==== The data

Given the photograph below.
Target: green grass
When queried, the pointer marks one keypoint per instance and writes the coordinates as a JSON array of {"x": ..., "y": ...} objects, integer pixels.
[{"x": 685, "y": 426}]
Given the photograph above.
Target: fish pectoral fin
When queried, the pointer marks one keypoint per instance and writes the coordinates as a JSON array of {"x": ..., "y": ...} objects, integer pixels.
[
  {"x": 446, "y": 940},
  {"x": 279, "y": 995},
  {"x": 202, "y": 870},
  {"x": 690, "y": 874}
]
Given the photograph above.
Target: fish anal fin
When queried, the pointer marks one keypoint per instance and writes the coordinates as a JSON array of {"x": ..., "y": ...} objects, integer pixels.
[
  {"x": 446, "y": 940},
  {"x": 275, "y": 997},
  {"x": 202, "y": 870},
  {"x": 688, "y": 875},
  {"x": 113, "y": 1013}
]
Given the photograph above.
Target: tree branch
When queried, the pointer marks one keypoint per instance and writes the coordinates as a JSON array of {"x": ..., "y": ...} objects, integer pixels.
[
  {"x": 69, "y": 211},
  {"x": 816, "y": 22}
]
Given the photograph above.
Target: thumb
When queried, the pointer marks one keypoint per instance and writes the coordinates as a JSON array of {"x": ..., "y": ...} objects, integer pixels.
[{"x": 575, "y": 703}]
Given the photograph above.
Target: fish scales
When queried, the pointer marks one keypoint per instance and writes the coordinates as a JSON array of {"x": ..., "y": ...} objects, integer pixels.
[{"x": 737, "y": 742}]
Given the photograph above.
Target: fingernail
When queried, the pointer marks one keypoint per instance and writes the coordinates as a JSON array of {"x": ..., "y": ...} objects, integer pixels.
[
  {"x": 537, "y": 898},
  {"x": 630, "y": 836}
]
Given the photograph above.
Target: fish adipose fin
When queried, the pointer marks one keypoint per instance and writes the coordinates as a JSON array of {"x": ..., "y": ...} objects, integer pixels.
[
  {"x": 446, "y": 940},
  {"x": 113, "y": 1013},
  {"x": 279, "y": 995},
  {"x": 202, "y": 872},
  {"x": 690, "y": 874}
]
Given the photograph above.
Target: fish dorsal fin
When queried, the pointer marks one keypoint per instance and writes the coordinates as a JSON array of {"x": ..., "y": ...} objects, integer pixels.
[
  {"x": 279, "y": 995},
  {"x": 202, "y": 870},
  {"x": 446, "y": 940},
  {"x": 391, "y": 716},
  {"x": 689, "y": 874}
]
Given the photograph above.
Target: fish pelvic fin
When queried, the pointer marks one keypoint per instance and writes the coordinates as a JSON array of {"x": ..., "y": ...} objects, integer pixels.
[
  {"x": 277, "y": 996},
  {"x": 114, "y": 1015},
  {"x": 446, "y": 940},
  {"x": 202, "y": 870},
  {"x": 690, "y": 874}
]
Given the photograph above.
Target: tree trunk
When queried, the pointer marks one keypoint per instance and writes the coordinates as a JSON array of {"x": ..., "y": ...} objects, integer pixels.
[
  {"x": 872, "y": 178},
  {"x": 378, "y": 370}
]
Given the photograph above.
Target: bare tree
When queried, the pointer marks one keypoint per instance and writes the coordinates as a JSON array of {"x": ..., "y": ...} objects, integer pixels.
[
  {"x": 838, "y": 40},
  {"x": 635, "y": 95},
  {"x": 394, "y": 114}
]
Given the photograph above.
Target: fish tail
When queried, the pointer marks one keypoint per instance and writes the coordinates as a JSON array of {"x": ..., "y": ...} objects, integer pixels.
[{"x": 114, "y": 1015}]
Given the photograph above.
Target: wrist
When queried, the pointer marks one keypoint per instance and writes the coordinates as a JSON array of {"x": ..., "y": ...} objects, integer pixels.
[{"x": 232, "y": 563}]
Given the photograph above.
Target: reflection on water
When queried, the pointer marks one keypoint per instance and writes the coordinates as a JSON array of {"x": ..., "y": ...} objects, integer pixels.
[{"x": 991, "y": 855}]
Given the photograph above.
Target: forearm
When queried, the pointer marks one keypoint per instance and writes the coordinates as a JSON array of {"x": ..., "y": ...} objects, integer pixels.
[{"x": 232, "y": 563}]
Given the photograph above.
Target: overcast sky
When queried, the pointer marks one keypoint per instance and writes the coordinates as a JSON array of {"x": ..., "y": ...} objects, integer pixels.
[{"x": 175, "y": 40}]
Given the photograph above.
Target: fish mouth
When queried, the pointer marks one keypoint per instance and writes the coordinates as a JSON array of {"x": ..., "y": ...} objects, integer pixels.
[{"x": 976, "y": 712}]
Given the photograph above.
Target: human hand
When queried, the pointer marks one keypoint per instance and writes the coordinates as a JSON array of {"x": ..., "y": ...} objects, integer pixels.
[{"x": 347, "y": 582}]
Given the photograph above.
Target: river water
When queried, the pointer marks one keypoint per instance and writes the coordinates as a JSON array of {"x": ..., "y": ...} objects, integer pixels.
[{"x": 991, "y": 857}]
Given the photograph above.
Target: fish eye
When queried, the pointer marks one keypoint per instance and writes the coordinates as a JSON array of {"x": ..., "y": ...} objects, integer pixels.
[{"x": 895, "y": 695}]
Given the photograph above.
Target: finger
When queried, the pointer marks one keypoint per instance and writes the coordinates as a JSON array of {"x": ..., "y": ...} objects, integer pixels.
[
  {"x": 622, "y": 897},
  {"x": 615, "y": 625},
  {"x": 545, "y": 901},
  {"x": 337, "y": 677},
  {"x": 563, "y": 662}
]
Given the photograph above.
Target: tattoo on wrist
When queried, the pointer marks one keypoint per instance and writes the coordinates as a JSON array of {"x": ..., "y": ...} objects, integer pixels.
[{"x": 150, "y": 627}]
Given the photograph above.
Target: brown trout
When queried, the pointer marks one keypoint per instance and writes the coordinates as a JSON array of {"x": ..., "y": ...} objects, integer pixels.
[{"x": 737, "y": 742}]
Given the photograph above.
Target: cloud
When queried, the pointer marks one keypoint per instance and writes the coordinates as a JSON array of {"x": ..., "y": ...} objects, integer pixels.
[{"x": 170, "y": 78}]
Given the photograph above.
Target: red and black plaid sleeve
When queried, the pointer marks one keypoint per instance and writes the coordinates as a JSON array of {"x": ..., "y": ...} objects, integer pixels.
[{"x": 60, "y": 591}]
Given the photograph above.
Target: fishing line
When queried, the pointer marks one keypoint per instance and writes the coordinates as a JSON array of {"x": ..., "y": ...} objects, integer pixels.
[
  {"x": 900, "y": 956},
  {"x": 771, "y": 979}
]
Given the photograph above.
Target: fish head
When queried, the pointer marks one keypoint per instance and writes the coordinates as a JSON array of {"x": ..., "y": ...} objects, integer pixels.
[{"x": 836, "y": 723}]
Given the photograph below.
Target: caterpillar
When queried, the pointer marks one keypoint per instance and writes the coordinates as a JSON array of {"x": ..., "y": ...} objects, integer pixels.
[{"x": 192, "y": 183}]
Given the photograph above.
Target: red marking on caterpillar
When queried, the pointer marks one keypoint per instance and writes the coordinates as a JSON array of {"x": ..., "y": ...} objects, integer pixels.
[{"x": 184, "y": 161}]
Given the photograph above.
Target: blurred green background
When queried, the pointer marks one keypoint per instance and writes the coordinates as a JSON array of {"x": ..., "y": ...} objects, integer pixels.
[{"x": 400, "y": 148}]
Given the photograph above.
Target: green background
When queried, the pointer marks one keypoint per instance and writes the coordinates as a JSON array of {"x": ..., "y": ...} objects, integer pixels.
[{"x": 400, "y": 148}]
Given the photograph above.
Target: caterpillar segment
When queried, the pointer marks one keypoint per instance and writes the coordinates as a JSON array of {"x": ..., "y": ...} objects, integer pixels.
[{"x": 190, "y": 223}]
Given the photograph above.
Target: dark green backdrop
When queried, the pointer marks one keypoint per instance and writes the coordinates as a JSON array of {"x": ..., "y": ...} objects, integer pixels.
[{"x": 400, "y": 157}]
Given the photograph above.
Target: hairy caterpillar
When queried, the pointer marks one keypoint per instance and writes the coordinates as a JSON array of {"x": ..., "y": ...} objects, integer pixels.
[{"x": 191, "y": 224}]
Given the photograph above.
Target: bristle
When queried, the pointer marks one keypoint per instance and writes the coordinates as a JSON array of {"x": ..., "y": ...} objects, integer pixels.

========

Find every line in the records above that contains the word "caterpillar", and copy each of those lines.

= The output =
Target: caterpillar
Target: red marking on caterpillar
Target: caterpillar segment
Target: hairy caterpillar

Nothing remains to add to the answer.